INSTRUCTION A:
Answer these from the NGO security text:
(i) On which dates did the earthquakes near Indonesia occur?
(ii) Where was the writer staying at the time?
(iii) What kind of Internet connection kept working?

....................

A Thoughtful, Analytical Approach to NGO Security

Social Networking Tools Part 2 - Twitter and Tsunamis

On 12 and 13 September there were a series of earthquakes near Indonesia spawning fears of another Asian Tsunami. It proved to be a good test of our Twitter based NGO security tree.

I was in Mannar, Sri Lanka at the time and I didn’t have a useable Internet connection. My first warning of the situation came when a concerned staff member called wanting to know “when is the Tsunami going to hit!” As the fear of a Tsunami spread I started to receive more and more calls from staff. Soon the mobile system was completely overburdened in many parts of the country and creaking under the strain in others. The very slow, single line dial-up Internet connection continued to work but proved to be all but useless for gathering timely information.

....................

INSTRUCTION B: Render the records from the line with "pappus is. Please return the bounding box." up to and including the line with "[76,56,541,465]" as a Markdown table with the columns No. and Entry. Give each line its own numbered row and skip blank lines.

....................

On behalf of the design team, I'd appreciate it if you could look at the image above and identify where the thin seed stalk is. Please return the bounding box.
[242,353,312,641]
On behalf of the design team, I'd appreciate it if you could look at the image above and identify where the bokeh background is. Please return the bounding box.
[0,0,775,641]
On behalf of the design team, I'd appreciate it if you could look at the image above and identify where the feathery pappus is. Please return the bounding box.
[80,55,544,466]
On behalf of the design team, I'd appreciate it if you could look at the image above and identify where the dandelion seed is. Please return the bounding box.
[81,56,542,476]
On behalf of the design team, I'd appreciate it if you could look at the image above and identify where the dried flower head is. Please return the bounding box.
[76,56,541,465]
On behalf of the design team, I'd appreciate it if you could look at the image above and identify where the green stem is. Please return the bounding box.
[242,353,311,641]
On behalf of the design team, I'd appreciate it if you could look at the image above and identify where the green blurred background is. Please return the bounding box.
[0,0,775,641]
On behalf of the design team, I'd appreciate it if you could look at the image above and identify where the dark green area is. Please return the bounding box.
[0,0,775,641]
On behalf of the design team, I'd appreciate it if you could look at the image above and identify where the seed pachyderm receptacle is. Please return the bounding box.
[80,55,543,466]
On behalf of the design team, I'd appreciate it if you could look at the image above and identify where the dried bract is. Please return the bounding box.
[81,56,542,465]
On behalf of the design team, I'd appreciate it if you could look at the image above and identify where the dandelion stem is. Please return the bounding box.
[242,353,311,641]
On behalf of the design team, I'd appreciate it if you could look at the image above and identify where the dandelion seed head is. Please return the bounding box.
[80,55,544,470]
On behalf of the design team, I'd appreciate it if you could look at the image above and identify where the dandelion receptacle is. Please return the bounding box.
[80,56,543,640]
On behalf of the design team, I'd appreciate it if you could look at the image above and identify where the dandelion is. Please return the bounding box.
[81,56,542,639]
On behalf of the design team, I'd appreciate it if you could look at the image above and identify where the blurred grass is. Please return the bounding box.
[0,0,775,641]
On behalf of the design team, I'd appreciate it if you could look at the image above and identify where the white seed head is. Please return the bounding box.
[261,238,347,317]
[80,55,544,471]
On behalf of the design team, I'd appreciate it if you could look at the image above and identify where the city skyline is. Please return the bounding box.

....................

WRITTEN RESPONSE A:
(i) 12 and 13 September
(ii) Mannar, Sri Lanka
(iii) A very slow, single line dial-up connection

WRITTEN RESPONSE B:
| No. | Entry |
|---|---|
| 1 | On behalf of the design team, I'd appreciate it if you could look at the image above and identify where the feathery pappus is. Please return the bounding box. |
| 2 | [80,55,544,466] |
| 3 | On behalf of the design team, I'd appreciate it if you could look at the image above and identify where the dandelion seed is. Please return the bounding box. |
| 4 | [81,56,542,476] |
| 5 | On behalf of the design team, I'd appreciate it if you could look at the image above and identify where the dried flower head is. Please return the bounding box. |
| 6 | [76,56,541,465] |